* Passage:
From planning the backlog for each Sprint, understanding each team member's Bandwidth, discussing the next phase's task details and required resources with supervisors and product managers, to assigning tasks to team members, and even the retrospective and adjustments after the Sprint, these became part of my daily routine outside of development.

At the same time, ensuring that the project's Stakeholders are clearly aware of the team's current progress and how to reasonably insert urgent tasks into the Sprint requires thoughtful design and communication.

For example, I would encourage project owners to synchronize their current progress with the relevant project group weekly, keeping supervisors or project managers on the same page. And when there's an emergency task, first list all potential items for insertion, clarify which are truly "urgent and important," and then, after coordinating with supervisors and product managers, carefully insert them into the current Sprint.

Through such mechanisms, we can meet business needs while maintaining the stability of the team's development rhythm, avoiding situations where "insertions get out of control" during Sprint retrospectives.

However, for me, the real challenge isn't these processes and planning but the human aspect. More difficult than assigning tasks is: How to ensure each team member clearly knows the projects they'll be responsible for next? And how to discuss with supervisors whether any members, based on career development considerations, wish to try different types of projects?

Taking "letting members know what the next project is" as an example, the challenge often comes from information opacity. Most of the time, project managers may not be able to provide the demand planning for the next Sprint in advance. Apart from divining from the quarterly roadmap, I usually adopt two strategies:

  1. Increase demand forecasting: Proactively coordinate with project managers to provide slightly more tasks than the current Sprint requires, giving the team leeway to predict future directions.
  2. Proactively create tasks: Discuss with supervisors about internal processes or technical debts that the team can improve. When members finish their projects, they can optimize the team's system while waiting for the next task.

In short, the role of Scrum Master is quite interesting and can also enhance one's communication skills. During this time, I've learned a lot through this position.

* Extracted material:
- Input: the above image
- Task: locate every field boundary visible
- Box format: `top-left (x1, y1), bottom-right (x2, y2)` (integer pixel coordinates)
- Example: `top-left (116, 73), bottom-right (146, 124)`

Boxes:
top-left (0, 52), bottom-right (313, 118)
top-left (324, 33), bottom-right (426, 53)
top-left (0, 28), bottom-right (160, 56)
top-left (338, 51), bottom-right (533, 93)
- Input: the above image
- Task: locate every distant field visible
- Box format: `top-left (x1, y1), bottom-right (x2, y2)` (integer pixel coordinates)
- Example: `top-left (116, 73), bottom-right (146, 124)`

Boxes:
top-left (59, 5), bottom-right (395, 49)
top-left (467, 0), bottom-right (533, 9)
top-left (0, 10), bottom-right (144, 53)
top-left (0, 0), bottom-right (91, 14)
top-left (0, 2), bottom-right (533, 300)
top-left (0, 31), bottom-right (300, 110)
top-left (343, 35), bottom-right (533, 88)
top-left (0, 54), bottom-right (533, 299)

* Exercise tasks:
(1) In two sentences, summarize the passage on the Scrum Master role.
(2) Carry on the passage on the Scrum Master role from its last sentence.
The data was taken from a different source than the passage on the Scrum Master role.

* Answers to the exercises:
(1) Outside of development, the writer's daily routine as Scrum Master covers planning each Sprint's backlog, gauging team members' Bandwidth, assigning tasks, and holding retrospectives, as well as keeping Stakeholders aware of progress and inserting urgent tasks into a Sprint only after coordinating with supervisors and product managers. The harder challenge is the human side, such as making sure members know their next projects, which the writer addresses by asking project managers for slightly more tasks than the current Sprint needs and by creating tasks around internal processes or technical debt.

(2)
Other Thoughts

  • Ownership at Work:

    Over the years, I've gained a deeper understanding of "work ownership." Regardless of rank, becoming the Go-to Person for a certain project or system is the best way to increase one's influence within the team.

  • Helping Others Solve Problems:

    This process itself is also a learning opportunity. Often, while clarifying others' problems, I gain a deeper understanding of certain knowledge points. It's not just collaboration but mutual growth.

  • Deliberately Challenging Oneself, Doing What Feels Difficult:

    Growth often comes from stepping out of one's comfort zone. When you start exploring unfamiliar areas, what you learn often exceeds expectations. Making oneself a Yes Man who says, "I can try," can accelerate learning speed and reduce fear of the unknown, replacing it with curiosity.

  • Treating Projects Like One's Own Children:

    Whenever responsible for a new feature or project, try to treat it like caring for a child. Besides self-testing, also add Feature Flags so that if something goes wrong, you can respond immediately. After the feature goes live, conduct real-time monitoring to ensure everything works as expected.

Conclusion

Writing down these fragmented thoughts is also a way to organize the journey of these three years. If there are any new insights in the future, I'll add them gradually!

Looking at the rapid progress of AI, sometimes I wonder if the profession of software engineer will become like the textile workers during the Industrial Revolution. After all, the current top LLM models can write code several times faster than the average person, with quality that's not bad or even better, and the top models we use now will surely be the worst in the future 😂. If this hypothesis holds, I hope this article isn't the last episode of 《Logs of a Software Engineer》. Even if roles change in the future, I still look forward to using AI to create a product I can truly be proud of in the AI era.